• [Extracted text]:
There will be a growing focus on security, process, reporting, testing, documentation, reliability, etc. And a shrinking focus on new feature development, prototyping, experimentation.
For many that might be something to embrace. Maybe you’re 35 now and have kids and wouldn’t mind a more boringly reliable employment. Otherwise you might want to find a new job.
But, yeah, nobody’s being wronged here. It’s just what happens. Like my kids growing up and needing me less and less.
> What is digital greatness?
Has no-one in Twilio ever seen Parks and Rec? This is definitely a Ron Swanson thing.
How is this in any way "news" worthy.
I think developers have been treated extremely well--justifiably, I might add, given the profit some of these tech companies are making--but at the same time developers expect things from their companies that no one else would. Could you imagine your local barista complaining that Starbucks isn't giving them a free gym, free meals, transportation expense reimbursements, and making them heroes?
Again, I'm not saying I like it.
Twilio doesn't make billions in profits. Twilio has been losing money for years. I'm not sure if Twilio was ever profitable?
Companies don't generally have the same long term goal to stop earning revenue and ride out their savings until they die.
Good luck
The only (ONLY) motive is profit. Growth, growth, growth above all costs at the expense of people and the environment. Jeff jumped into this thread to try to color it with verbiage such as:
> we came to the conclusion that the world doesn't need more communications, it needs better communications. More relevant. More effective.
This is another way to habituate and legitimate the exploitation of users for those few who profit. An example, is the A2P 10DLC registration that is being forced on users of the product that will charge a registration fee, a vetting fee, and a recurring monthly cost. From what I can tell, there is no legal basis forcing this. The Telco cartel got together and came up with a way to make more money off of you. Sure they will talk about it in terms of "improving your experience" and "stopping spam texts". While there may be a kernel of truth in there, that is not the main reason. Go back to rule number 1: profit, profit, profit.
It is a shame that the Telcos are strong arming the CSP middlemen to make them abide by these rules or not deliver their messages. And of course that rolls down to the end users.
But I think the bigger issue here is that they need to know exactly who you are in terms of registration. Blocking VOIP numbers for OTP verification, etc etc. Why do you think this is? Because they will take all of the data you provide, the metadata you produce and sell it to third parties for profit at your expense and without your consent (or otherwise wrapped up in a "privacy policy" that is too long that no one reads).

• [Listed entries]:
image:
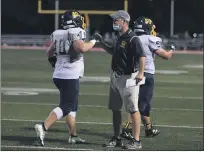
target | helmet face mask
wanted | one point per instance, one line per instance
(72, 19)
(144, 25)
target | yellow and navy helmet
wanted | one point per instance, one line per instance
(71, 19)
(144, 25)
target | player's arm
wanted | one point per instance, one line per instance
(136, 45)
(165, 54)
(50, 53)
(156, 47)
(108, 48)
(81, 46)
(50, 50)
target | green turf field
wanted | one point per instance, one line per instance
(28, 95)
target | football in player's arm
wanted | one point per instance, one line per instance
(65, 54)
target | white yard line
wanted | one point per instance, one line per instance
(96, 106)
(44, 148)
(102, 123)
(46, 90)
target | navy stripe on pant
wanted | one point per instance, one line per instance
(69, 93)
(146, 94)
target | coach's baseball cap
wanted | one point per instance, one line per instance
(121, 14)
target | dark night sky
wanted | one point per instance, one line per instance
(21, 17)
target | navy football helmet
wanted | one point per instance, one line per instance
(71, 19)
(144, 25)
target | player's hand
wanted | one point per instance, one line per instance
(139, 77)
(98, 37)
(172, 47)
(52, 60)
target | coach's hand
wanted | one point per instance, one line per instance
(172, 48)
(98, 37)
(52, 60)
(139, 77)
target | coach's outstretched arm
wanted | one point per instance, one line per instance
(105, 46)
(165, 54)
(81, 46)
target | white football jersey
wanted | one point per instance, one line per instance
(70, 64)
(150, 44)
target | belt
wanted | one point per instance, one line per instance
(123, 73)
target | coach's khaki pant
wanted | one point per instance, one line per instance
(120, 95)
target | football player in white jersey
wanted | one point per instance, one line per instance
(66, 56)
(145, 30)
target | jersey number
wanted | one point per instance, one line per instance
(61, 47)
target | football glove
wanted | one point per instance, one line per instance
(52, 60)
(98, 37)
(172, 47)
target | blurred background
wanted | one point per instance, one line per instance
(178, 22)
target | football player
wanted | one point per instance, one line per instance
(145, 30)
(65, 54)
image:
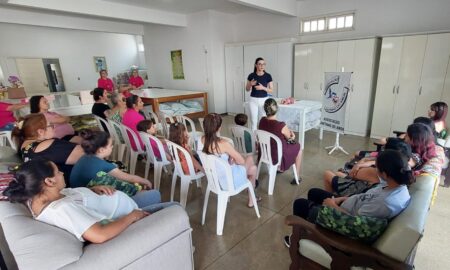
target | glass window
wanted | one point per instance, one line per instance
(332, 23)
(321, 25)
(313, 26)
(341, 22)
(306, 26)
(349, 21)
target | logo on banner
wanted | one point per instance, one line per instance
(334, 96)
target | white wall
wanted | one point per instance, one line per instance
(46, 18)
(202, 43)
(74, 48)
(381, 17)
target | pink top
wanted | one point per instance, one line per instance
(106, 84)
(136, 81)
(130, 119)
(6, 116)
(60, 130)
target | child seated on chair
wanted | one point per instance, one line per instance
(241, 120)
(148, 126)
(178, 134)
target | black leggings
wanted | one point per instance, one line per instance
(316, 196)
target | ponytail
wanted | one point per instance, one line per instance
(211, 124)
(93, 140)
(29, 180)
(395, 165)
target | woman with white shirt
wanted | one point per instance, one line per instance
(260, 84)
(95, 215)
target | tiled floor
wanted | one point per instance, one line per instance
(251, 243)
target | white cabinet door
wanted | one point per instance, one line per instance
(329, 55)
(315, 72)
(234, 62)
(301, 63)
(266, 51)
(408, 81)
(390, 58)
(433, 72)
(360, 104)
(284, 67)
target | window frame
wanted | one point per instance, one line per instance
(327, 21)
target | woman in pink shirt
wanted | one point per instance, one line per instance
(105, 82)
(7, 118)
(62, 128)
(132, 117)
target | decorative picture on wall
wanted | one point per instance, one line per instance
(100, 63)
(177, 64)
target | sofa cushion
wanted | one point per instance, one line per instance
(406, 229)
(31, 241)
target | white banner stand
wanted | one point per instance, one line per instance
(337, 85)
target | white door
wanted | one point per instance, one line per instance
(301, 63)
(359, 106)
(408, 81)
(285, 66)
(345, 64)
(266, 51)
(235, 85)
(32, 73)
(315, 72)
(433, 72)
(446, 91)
(390, 58)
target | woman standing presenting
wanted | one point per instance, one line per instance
(260, 83)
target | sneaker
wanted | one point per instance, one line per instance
(287, 241)
(293, 182)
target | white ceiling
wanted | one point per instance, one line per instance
(187, 6)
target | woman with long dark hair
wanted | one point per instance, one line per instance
(34, 138)
(259, 82)
(63, 129)
(387, 200)
(438, 113)
(211, 144)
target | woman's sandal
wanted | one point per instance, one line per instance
(258, 199)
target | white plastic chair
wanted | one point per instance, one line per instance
(175, 151)
(99, 122)
(5, 138)
(194, 135)
(151, 158)
(238, 135)
(128, 134)
(165, 126)
(212, 164)
(119, 141)
(264, 139)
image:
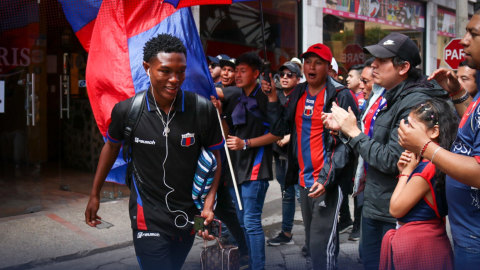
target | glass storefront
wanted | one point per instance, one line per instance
(236, 29)
(348, 26)
(49, 139)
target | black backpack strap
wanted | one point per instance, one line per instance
(131, 122)
(201, 111)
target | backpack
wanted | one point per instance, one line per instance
(133, 118)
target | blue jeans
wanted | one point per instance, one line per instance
(466, 258)
(252, 196)
(288, 198)
(373, 231)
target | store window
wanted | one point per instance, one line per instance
(348, 26)
(446, 32)
(236, 29)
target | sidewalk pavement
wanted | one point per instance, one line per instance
(60, 239)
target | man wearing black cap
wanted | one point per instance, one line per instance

• [Exercise]:
Copy the Twilio comments from "Twilio doesn't make" up to and including "relevant. More effective.", changing "revenue" to "income".

• [Task answer]:
Twilio doesn't make billions in profits. Twilio has been losing money for years. I'm not sure if Twilio was ever profitable?
Companies don't generally have the same long term goal to stop earning income and ride out their savings until they die.
Good luck
The only (ONLY) motive is profit. Growth, growth, growth above all costs at the expense of people and the environment. Jeff jumped into this thread to try to color it with verbiage such as:
> we came to the conclusion that the world doesn't need more communications, it needs better communications. More relevant. More effective.